* **SOURCE TEXT**:
Games, Music, Personal 1 Comment

td9_completeI’ve been branching out with my hobbies particularly in the last year or so, mostly because my back problems now prevent me from spending every waking hour hunched over a PC, coding. In a way that’s a shame – I lament the sudden drop-off in coding time and hence productivity – but it’s also good to broaden my horizons a bit. I’m 36 now after all, and spent the vast majority of my spare time in the last 8 years on Ogre, so maybe I deserve a break ;) After all, I get to work on Ogre a bit as part of my day job now anyway, if not as much as I’d like.

So, I recently bought a set of electronic drums, specifically the Roland TD-9KX. It took a while for everything to turn up, and quite a lot of time to tweak the setup until I was comfortable with it (and even now I’m still making small adjustments), but it’s been great so far. It’s amazingly expressive for an electric kit.

Now of course, I didn’t buy this kit as a Rock Band peripheral – that would be crazy, I’m learning to play drums properly in the first instance. But still, when you have this expensive kit in the room it feels silly to use the old plastic Rock Band drum kit when we play, so I sought to hook it up. I also wanted to map the inputs as realistically as possible, so for example I wanted to map the closed and open hi-hat separately (to yellow and blue respectively) so I could use the pedal for songs that had that charted (which is most of them).

The first thing I did was buy a MIDI interface – because the 360’s controller inputs are encrypted, you can’t just use a standard MIDI to USB converter so I bought a dedicated box to do it.  If you already have the GHWT drums you can just use the MIDI input on that too, but since I didn’t I decided to get this because it was compact.

The next thing was to configure the MIDI outputs on the TD-9 to properly map to the inputs in the game. Although there is information in many places on the Internet on how to do this, I didn’t find a single place that listed everything together, and I had some issues with the partial information that was out there, so I’m going to set out everything together here.

* **RECORD SET**:

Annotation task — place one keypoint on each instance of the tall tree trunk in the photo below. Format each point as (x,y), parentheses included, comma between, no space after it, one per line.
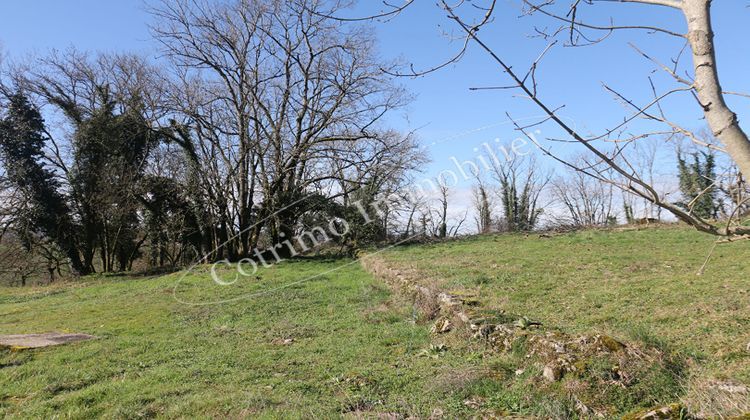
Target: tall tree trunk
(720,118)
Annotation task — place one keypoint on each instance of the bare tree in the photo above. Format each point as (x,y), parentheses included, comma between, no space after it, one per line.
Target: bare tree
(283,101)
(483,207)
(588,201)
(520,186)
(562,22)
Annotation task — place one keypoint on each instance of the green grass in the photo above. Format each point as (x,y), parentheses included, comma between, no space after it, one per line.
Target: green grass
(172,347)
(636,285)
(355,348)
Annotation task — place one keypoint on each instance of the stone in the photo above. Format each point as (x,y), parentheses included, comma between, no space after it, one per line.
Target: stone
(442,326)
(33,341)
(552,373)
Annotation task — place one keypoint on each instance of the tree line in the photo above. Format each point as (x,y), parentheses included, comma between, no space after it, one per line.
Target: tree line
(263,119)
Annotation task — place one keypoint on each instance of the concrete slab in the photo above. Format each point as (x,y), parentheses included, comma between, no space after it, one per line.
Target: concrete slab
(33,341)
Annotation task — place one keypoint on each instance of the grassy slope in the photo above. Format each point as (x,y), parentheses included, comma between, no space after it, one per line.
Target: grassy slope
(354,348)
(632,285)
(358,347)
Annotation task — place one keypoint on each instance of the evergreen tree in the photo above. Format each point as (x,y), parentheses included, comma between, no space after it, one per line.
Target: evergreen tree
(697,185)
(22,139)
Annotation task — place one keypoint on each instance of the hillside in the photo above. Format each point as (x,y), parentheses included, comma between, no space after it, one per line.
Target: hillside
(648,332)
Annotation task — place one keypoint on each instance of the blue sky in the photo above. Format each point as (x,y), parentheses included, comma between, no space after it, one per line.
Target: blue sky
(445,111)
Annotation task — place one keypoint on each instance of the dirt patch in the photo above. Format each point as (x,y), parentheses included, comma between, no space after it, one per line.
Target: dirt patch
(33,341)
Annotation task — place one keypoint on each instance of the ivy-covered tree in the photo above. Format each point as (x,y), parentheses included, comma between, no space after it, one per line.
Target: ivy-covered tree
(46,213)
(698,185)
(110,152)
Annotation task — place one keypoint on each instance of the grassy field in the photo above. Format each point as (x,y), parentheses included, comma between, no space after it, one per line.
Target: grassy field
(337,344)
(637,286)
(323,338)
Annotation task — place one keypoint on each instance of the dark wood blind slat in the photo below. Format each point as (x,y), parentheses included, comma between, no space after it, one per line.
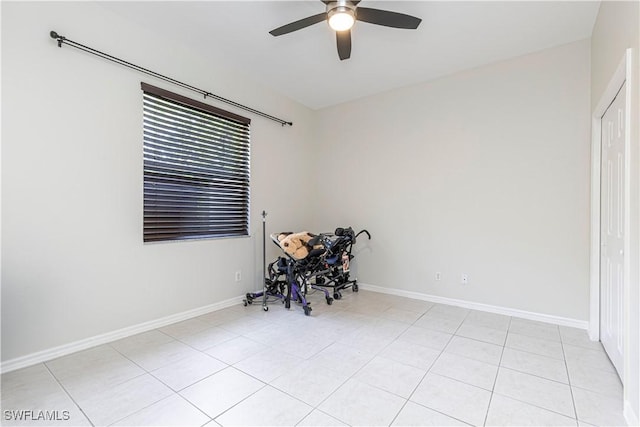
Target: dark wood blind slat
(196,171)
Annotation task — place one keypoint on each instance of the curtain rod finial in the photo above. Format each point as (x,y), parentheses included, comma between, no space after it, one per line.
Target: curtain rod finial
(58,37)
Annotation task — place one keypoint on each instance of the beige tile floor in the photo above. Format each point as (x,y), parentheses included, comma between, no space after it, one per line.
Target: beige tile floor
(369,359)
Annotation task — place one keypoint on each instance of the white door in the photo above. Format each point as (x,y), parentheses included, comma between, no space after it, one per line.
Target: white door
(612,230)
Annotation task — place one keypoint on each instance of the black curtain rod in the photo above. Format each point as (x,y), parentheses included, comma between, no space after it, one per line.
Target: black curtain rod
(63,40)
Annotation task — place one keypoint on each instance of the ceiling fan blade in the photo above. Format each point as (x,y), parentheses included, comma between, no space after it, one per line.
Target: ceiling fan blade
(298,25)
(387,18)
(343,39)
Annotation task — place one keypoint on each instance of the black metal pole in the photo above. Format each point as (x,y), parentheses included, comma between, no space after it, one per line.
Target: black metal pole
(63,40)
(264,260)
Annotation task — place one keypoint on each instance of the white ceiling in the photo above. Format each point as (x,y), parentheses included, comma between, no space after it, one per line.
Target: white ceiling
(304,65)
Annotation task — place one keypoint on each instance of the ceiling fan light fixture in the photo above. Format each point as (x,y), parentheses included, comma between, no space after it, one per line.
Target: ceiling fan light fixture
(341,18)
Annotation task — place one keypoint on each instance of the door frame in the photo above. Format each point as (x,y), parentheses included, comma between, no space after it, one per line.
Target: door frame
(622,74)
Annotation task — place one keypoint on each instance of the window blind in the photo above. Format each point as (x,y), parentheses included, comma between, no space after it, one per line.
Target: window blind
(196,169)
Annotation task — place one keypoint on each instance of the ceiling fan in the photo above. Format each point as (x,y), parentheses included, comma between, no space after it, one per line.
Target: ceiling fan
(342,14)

* * *

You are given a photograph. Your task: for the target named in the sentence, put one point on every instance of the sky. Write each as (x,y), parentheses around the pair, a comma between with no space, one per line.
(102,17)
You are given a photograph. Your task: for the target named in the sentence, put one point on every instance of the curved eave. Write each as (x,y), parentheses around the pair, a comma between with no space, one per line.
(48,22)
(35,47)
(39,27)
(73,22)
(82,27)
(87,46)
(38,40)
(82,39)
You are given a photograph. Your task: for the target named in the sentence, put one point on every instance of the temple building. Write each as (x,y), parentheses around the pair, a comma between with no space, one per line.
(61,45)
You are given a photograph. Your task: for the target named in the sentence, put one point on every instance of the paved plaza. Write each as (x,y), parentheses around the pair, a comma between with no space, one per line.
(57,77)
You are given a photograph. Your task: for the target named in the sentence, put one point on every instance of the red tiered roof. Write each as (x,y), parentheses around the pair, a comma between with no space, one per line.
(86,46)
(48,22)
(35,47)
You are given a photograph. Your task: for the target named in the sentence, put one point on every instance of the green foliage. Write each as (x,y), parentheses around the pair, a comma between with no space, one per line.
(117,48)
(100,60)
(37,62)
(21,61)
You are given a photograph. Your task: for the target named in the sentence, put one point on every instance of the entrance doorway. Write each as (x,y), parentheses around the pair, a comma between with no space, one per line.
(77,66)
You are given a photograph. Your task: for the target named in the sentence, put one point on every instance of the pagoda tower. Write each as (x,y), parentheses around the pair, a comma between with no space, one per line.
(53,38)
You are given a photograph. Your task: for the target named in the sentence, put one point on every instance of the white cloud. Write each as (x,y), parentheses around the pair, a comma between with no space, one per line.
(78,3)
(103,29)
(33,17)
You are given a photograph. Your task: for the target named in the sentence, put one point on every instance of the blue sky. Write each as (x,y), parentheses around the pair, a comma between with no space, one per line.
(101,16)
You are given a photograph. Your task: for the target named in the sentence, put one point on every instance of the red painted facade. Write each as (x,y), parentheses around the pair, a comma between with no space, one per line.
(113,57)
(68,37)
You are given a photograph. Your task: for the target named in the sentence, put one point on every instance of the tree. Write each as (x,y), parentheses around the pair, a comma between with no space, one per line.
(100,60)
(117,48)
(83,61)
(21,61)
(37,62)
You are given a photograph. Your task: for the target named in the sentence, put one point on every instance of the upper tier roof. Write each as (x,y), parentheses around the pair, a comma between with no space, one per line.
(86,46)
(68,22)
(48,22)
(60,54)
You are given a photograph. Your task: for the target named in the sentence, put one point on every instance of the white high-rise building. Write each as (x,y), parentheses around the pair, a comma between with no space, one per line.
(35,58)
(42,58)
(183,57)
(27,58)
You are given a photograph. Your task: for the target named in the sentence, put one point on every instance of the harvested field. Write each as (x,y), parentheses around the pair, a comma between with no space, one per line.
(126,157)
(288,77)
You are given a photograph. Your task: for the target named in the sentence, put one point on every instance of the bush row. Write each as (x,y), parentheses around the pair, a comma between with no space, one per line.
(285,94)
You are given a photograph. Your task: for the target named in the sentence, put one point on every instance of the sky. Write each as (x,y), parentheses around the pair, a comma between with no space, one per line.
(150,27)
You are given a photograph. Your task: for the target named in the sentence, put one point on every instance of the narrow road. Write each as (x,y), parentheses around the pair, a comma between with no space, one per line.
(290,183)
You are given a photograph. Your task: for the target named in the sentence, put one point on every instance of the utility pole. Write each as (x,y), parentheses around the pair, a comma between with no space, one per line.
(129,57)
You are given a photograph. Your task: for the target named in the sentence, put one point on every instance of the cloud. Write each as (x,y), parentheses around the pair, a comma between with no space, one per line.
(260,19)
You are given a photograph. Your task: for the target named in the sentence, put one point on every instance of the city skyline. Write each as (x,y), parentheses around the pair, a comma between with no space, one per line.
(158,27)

* * *

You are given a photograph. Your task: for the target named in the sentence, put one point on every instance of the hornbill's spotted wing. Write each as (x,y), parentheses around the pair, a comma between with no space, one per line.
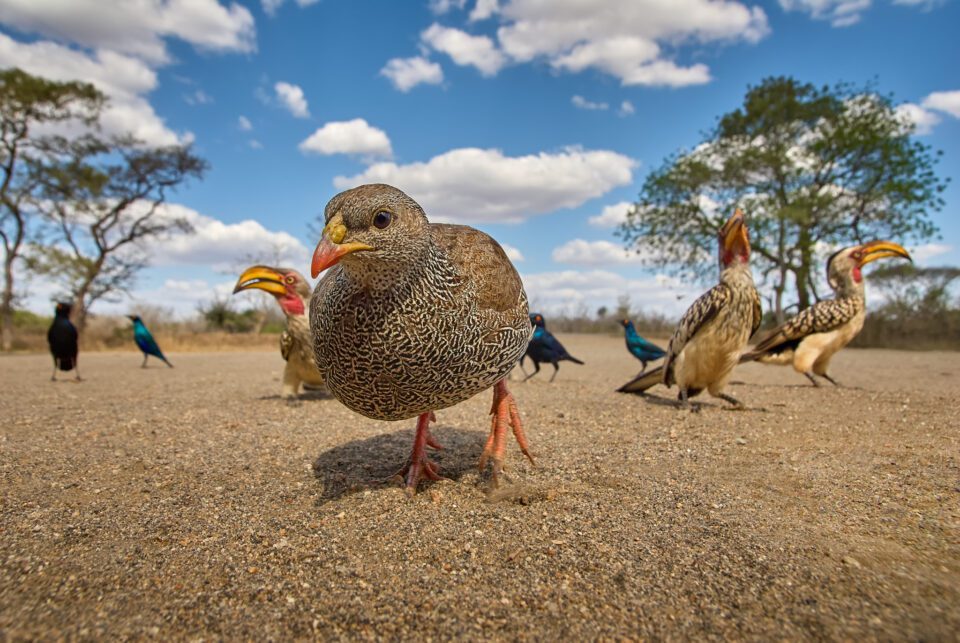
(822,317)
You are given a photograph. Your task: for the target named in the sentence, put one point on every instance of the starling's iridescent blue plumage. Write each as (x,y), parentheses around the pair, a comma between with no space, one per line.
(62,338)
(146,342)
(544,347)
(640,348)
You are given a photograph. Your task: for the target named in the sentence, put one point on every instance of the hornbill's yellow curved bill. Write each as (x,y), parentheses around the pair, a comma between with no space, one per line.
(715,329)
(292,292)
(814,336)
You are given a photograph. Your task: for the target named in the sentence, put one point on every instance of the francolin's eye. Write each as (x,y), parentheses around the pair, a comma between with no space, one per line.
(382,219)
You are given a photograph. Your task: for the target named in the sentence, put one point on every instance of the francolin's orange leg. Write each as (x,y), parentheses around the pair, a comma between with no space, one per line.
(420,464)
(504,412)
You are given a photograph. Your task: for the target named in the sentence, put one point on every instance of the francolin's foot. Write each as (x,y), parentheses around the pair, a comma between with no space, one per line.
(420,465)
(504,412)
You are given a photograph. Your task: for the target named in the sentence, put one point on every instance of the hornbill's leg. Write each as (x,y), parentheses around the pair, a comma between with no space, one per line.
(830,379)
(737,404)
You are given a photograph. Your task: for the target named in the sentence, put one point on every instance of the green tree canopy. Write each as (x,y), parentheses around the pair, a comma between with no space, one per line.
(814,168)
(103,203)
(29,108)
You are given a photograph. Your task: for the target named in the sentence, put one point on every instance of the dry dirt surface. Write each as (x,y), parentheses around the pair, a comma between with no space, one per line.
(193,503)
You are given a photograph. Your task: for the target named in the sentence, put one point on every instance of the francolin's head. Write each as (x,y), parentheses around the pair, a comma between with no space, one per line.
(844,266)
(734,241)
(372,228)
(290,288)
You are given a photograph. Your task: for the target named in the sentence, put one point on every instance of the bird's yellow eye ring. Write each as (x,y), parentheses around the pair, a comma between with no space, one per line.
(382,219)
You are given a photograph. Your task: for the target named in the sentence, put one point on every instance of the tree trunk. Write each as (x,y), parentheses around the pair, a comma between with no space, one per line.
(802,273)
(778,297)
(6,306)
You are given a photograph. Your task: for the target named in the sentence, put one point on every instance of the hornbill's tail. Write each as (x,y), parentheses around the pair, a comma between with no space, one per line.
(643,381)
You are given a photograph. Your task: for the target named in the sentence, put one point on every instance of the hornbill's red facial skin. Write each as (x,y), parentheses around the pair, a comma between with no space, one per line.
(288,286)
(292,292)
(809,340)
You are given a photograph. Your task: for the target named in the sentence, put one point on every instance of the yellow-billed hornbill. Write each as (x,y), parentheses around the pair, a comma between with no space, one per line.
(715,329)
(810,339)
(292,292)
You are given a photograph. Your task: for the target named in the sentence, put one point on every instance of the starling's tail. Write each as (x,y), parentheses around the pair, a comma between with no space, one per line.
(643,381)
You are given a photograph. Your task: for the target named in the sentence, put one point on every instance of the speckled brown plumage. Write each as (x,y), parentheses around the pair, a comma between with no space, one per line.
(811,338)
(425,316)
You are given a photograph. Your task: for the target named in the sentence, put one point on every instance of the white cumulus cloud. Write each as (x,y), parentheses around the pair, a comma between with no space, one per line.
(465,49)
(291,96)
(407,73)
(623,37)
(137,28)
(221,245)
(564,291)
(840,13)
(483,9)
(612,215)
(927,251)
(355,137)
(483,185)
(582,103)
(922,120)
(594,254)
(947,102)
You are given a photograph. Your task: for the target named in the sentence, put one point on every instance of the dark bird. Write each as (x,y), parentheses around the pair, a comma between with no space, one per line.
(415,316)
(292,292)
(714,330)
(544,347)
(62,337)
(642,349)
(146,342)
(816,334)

* **WRITTEN EXERCISE**:
Please extend the blog post about connecting the Roland electronic drum kit to Rock Band, starting after its last sentence.

* **REPLY**:
The first thing you need to know is the MIDI notes for each colour in Rock Band, and what they represent, which is available elsewhere but I’ll include for completeness:

Colour Kit Mapping MIDI Note
Red Snare* 38
Yellow Closed hi-hat*, high tom 46
Blue Open hi-hat, ride cymbal, mid tom 48
Green Crash cymbal, low tom 45
Orange Bass drum 36

*= in a small number of tracks, e.g. Everlong, the snare and closed hi-hat are reversed. You probably want to use a second kit definition to swap these over when playing these tracks

So, in one of  your kit definitions (typically you want to use kit 50, “User Kit” by default) you need to edit the MIDI out settings to reflect these settings:

  1. Press F2 (Func) then F3 (MIDI)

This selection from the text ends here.